_SELECTED EXCERPT_:
*** Block opens ***
By: Jayden McLeod
Video: Te Ariki lives with bronchiectasis, a life-altering lung disease. Made with funding from NZ On Air.
The sport of Jiu-jitsu requires speed, agility and fitness. And for this young Tauranga boy, it’s his passion.
Twelve-year-old Te Ariki Berryman is aiming to travel to Melbourne in October for the world championships.
He’s just like any young New Zealand child but Te Ariki also lives with bronchiectasis – a life-altering lung condition where his breathing tubes have been damaged and scarred by infection.
“Once they told us, well it was a huge change for our family. It was a hard one to deal with,” says his father Riki.
Each morning after breakfast, Riki gets Te Ariki on the breathing machine – which turns sodium chloride into a vapour that helps to clear his lungs.
Riki says the family suffered many frustrating years of GP’s denying it was anything more than a viral infection. But praises the staff of the children’s ward at Tauranga Hospital.
*** Block closes ***
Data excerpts
*** Block opens ***
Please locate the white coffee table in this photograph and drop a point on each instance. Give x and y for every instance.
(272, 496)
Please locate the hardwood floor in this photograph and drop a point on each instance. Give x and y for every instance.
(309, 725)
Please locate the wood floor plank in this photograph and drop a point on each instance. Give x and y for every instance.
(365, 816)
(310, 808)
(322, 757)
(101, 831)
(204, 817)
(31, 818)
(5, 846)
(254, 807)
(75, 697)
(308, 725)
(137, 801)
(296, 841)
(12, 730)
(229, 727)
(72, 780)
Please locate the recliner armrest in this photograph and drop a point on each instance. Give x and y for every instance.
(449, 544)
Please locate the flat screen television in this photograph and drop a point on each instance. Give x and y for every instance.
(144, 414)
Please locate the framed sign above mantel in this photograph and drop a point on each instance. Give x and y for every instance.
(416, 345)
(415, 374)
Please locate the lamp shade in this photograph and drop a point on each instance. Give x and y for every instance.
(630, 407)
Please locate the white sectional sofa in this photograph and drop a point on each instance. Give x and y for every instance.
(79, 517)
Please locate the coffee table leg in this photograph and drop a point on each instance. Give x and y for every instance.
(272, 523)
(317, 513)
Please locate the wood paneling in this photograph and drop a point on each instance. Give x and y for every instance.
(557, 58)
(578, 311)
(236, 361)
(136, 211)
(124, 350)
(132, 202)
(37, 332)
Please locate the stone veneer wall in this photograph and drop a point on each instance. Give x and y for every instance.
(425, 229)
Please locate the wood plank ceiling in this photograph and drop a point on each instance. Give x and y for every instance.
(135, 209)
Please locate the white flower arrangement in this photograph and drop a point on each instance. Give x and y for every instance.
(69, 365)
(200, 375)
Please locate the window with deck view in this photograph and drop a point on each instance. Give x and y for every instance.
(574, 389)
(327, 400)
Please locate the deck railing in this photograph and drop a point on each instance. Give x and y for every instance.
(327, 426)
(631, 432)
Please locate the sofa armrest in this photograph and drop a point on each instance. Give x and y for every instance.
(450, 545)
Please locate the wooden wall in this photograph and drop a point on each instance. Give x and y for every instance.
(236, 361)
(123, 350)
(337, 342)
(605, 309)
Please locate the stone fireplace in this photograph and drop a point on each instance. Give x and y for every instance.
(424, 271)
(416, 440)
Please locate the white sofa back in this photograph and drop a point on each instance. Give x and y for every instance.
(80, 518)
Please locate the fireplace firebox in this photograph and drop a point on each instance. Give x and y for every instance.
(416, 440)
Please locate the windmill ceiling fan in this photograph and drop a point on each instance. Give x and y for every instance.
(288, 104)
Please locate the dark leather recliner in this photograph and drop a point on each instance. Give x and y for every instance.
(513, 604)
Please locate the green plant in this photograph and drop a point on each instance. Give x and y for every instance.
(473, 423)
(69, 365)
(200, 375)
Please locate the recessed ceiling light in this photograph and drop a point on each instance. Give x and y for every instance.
*** Block closes ***
According to the article about Te Ariki Berryman, where is he aiming to travel in October? Base your answer on the article alone.

Melbourne, for the world championships.